In the passage below about Bunyan's phrase "fearful overthrow," find each writer or edition quoted on the fate of the town, and give the words quoted from each.

=== Passage provided ===
[Start of Attachment]

The 'miserable and heavy' burden is connected to learning that the 'town will be destroyed - burned by fire from heaven.' Ford writes of coming to a 'dreadful end in this terrible destruction;' Frayer-Griggs writes of 'destruction' and 'a miserable end.' EPBooks give us 'fearful catastrophe.' Edmonson writes of 'coming to ruin.' Now Bunyan has the fate of the City of Destruction (although we would only know its name at this stage from a frontispiece illustration (a picture that comes at the front of the book to accompany the title page) - and none of these editions have that...) as a 'fearful overthrow.' And Bunyan's choice of "overthrow" is drawn precisely from Genesis 19:29 which sources his vision of the city destroyed by fire from heaven and other language in this section.
"And it came to pass, when God destroyed the cities of the plain, that God remembered Abraham, and sent Lot out of the midst of the overthrow, when he overthrew the cities in the which Lot dwelt." But when modern Bible translation don't have 'overthrow/overthrew' the echo is lost on a reader, in any case.

[End of Attachment]

=== Raw data ===

[Start of Attachment]

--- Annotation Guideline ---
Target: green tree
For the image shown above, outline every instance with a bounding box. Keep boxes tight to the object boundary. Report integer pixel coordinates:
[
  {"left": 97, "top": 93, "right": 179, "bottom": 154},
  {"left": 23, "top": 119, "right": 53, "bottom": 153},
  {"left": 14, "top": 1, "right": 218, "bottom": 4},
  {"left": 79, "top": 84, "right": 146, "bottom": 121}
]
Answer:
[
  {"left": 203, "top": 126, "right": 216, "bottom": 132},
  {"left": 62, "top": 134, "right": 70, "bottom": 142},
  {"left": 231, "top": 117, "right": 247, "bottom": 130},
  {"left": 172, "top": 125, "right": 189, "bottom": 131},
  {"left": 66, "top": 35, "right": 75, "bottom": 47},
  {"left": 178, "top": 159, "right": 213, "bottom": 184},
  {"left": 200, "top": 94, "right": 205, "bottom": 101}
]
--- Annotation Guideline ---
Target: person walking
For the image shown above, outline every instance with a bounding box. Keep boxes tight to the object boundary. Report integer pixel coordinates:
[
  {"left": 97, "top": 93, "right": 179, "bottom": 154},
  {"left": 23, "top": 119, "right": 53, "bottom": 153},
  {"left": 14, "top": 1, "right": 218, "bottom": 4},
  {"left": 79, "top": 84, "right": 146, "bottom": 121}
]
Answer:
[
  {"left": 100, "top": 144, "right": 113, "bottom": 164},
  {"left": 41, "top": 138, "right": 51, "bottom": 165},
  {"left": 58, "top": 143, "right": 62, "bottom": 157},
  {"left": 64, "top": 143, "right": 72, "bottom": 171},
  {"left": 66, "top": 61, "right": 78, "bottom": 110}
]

[End of Attachment]

=== Response box ===
- Ford: "dreadful end in this terrible destruction"
- Frayer-Griggs: "destruction" and "a miserable end"
- EPBooks: "fearful catastrophe"
- Edmonson: "coming to ruin"
- Bunyan: "fearful overthrow"